*TASK PROMPT*.
Please print every line of the listing below without any changes, leaving out the pictures.

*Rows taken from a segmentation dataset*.
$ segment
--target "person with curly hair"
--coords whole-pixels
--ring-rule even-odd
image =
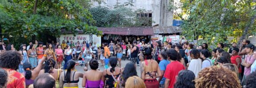
[[[22,74],[25,76],[26,88],[28,87],[29,85],[33,84],[34,80],[37,77],[40,70],[42,68],[43,63],[45,62],[45,59],[42,59],[42,61],[40,62],[38,65],[33,70],[32,69],[32,66],[29,62],[25,62],[23,64],[23,68],[25,72]]]
[[[134,64],[132,62],[126,64],[124,69],[120,81],[118,84],[119,88],[125,88],[127,79],[130,77],[137,76],[137,72]]]
[[[63,71],[61,69],[55,69],[56,64],[56,62],[53,58],[48,59],[45,64],[44,68],[40,71],[38,75],[42,75],[45,73],[50,74],[50,75],[53,77],[54,80],[56,80],[56,82],[57,83],[56,84],[55,87],[57,88],[60,88],[60,86],[58,85],[59,82],[59,80],[60,79],[60,74]]]
[[[197,77],[197,74],[202,69],[202,60],[199,59],[200,54],[198,50],[193,49],[190,53],[190,58],[191,59],[190,63],[187,64],[188,65],[188,70],[191,71],[195,73],[195,77]]]
[[[128,78],[126,85],[125,88],[146,88],[143,80],[137,76],[133,76]]]
[[[185,67],[178,61],[179,54],[174,49],[167,51],[167,58],[171,60],[171,63],[167,65],[164,77],[166,78],[164,82],[165,88],[173,88],[176,82],[176,76],[179,71],[184,70]]]
[[[6,88],[8,79],[7,72],[0,68],[0,88]]]
[[[247,76],[245,80],[245,86],[244,88],[256,88],[256,72],[253,72]]]
[[[195,81],[195,88],[242,88],[237,75],[222,66],[205,68]]]
[[[179,72],[174,88],[194,88],[195,78],[195,74],[192,71],[188,70],[181,70]]]
[[[7,51],[0,55],[0,68],[8,73],[7,88],[25,88],[25,77],[16,70],[22,60],[21,54],[18,52]]]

*EXERCISE OUTPUT*.
$ segment
--target "person with curly hair"
--coords whole-pixels
--ring-rule even-odd
image =
[[[22,74],[25,76],[26,88],[28,87],[29,85],[33,84],[34,80],[37,77],[40,70],[42,68],[43,63],[45,62],[45,59],[42,59],[42,61],[40,62],[38,65],[33,70],[32,69],[32,66],[29,62],[25,62],[23,64],[23,68],[25,72]]]
[[[134,64],[132,62],[126,64],[124,69],[120,81],[118,84],[119,88],[125,88],[127,79],[130,77],[137,76],[137,72]]]
[[[63,71],[61,69],[55,69],[56,64],[56,62],[53,58],[48,59],[45,64],[44,68],[40,71],[38,75],[42,75],[45,73],[50,74],[50,75],[53,77],[54,80],[56,80],[56,82],[57,83],[56,84],[55,87],[57,88],[60,88],[60,86],[58,85],[59,82],[59,80],[60,79],[60,74]]]
[[[197,77],[197,74],[202,69],[202,60],[199,59],[200,54],[198,50],[193,49],[190,53],[190,58],[191,59],[190,63],[187,64],[188,65],[188,70],[191,71],[195,73],[195,77]]]
[[[128,78],[126,85],[125,88],[146,88],[143,80],[137,76],[133,76]]]
[[[185,67],[178,61],[179,54],[174,49],[167,51],[167,58],[171,60],[171,63],[167,65],[164,77],[166,78],[164,82],[165,88],[173,88],[176,82],[176,76],[179,71],[184,70]]]
[[[6,88],[8,79],[7,72],[0,68],[0,88]]]
[[[247,76],[245,80],[245,86],[244,88],[256,88],[256,72],[253,72]]]
[[[195,81],[195,88],[242,88],[237,75],[222,66],[205,68]]]
[[[179,72],[174,88],[194,88],[195,78],[195,74],[192,71],[188,70],[181,70]]]
[[[7,51],[0,55],[0,68],[8,73],[7,88],[25,88],[25,77],[16,70],[22,60],[21,54],[18,52]]]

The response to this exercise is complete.